_SET EXERCISE_:
Collect every line below that contains the word "palm" and copy each one in full.
───
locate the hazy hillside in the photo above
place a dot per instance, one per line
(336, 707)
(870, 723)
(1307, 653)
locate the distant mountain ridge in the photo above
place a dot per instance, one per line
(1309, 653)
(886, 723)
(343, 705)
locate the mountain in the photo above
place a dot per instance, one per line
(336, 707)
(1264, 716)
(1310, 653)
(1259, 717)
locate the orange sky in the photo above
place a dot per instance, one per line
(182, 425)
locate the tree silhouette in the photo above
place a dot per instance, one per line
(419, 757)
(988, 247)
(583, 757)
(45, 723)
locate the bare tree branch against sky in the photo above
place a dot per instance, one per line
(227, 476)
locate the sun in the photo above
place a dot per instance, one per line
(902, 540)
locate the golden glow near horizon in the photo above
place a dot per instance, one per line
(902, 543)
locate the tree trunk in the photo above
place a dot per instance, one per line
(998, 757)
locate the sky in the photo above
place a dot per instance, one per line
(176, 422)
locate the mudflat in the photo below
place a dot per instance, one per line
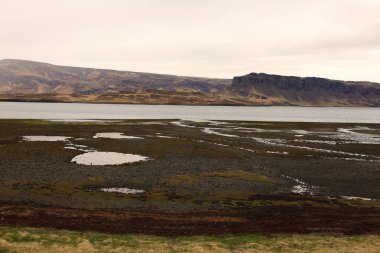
(194, 177)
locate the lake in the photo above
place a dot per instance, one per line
(26, 110)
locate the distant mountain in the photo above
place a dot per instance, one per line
(303, 91)
(34, 81)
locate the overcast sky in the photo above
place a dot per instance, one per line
(214, 38)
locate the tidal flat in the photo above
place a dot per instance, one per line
(196, 177)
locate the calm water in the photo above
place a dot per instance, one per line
(24, 110)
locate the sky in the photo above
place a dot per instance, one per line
(337, 39)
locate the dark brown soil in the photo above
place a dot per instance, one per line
(334, 217)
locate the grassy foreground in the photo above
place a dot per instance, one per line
(13, 239)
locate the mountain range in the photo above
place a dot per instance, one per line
(34, 81)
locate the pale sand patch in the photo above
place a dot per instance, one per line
(45, 138)
(115, 135)
(107, 158)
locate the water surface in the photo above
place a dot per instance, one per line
(72, 111)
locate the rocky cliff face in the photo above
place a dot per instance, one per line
(34, 81)
(260, 88)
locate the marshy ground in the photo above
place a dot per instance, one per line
(194, 177)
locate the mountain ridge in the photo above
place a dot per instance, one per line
(34, 81)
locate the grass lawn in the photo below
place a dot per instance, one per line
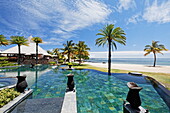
(163, 78)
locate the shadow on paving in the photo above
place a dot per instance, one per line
(45, 105)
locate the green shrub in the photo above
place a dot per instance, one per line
(72, 63)
(3, 58)
(52, 62)
(6, 95)
(61, 61)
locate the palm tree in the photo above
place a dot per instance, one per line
(69, 48)
(110, 36)
(37, 40)
(19, 40)
(3, 40)
(154, 48)
(82, 50)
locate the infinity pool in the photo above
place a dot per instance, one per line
(96, 91)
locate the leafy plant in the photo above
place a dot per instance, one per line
(52, 62)
(70, 64)
(6, 95)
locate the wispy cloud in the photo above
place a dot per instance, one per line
(125, 5)
(158, 13)
(135, 19)
(61, 18)
(84, 13)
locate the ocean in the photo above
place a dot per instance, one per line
(142, 61)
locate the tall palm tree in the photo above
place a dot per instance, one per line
(154, 48)
(3, 40)
(37, 40)
(19, 40)
(110, 36)
(68, 49)
(82, 50)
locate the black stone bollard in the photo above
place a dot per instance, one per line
(21, 84)
(70, 82)
(133, 95)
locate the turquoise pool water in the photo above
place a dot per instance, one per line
(96, 92)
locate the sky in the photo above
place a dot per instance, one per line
(57, 21)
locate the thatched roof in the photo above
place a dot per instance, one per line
(27, 50)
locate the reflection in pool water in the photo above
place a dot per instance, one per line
(96, 92)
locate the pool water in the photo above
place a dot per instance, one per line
(96, 91)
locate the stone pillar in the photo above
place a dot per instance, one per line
(21, 84)
(134, 102)
(133, 95)
(70, 82)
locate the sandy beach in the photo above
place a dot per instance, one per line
(134, 67)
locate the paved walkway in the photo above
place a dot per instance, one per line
(70, 103)
(45, 105)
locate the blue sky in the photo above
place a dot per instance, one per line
(57, 21)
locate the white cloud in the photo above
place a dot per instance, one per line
(85, 13)
(127, 54)
(125, 4)
(61, 18)
(134, 19)
(158, 13)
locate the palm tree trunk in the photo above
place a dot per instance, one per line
(109, 58)
(68, 56)
(79, 58)
(36, 53)
(19, 55)
(154, 59)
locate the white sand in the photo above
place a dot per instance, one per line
(134, 67)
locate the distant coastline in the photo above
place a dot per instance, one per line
(140, 61)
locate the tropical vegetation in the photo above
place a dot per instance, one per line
(68, 49)
(154, 48)
(111, 36)
(3, 40)
(19, 40)
(4, 62)
(37, 40)
(81, 50)
(6, 95)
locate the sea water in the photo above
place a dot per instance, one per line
(142, 61)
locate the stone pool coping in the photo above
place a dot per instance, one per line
(70, 102)
(12, 104)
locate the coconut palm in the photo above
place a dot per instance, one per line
(81, 50)
(19, 40)
(110, 36)
(68, 49)
(3, 40)
(154, 48)
(37, 40)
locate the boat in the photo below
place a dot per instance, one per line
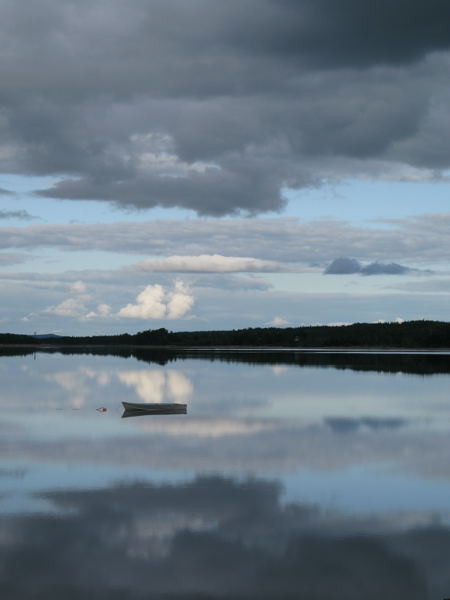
(138, 408)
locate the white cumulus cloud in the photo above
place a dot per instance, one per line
(156, 302)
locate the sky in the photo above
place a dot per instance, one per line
(200, 164)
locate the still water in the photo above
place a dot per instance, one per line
(293, 475)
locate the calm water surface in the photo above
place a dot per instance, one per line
(293, 475)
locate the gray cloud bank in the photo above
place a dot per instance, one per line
(216, 106)
(349, 266)
(424, 240)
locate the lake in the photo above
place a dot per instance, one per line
(311, 475)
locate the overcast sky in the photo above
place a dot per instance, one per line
(199, 164)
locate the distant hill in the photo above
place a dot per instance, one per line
(410, 334)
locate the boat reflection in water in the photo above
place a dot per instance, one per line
(135, 409)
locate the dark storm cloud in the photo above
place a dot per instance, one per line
(348, 266)
(215, 106)
(183, 541)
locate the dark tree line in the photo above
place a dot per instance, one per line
(410, 334)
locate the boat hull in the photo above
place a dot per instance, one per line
(155, 408)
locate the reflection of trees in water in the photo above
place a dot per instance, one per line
(215, 538)
(415, 364)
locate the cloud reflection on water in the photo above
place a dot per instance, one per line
(216, 538)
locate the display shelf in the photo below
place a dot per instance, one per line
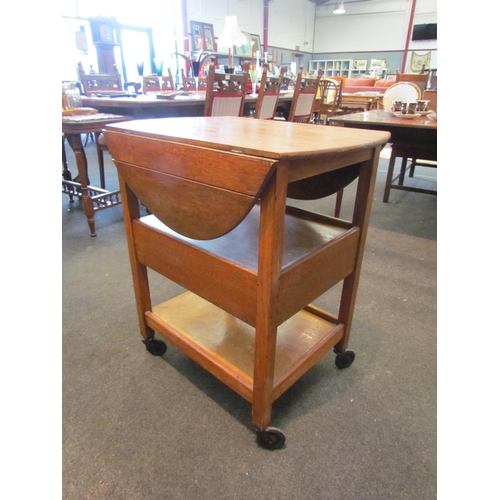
───
_FULL RESPONSE_:
locate the palm tree in the photo above
locate the tall palm tree in the photo above
locate the palm tree trunk in the photo above
locate the coconut palm in the photo above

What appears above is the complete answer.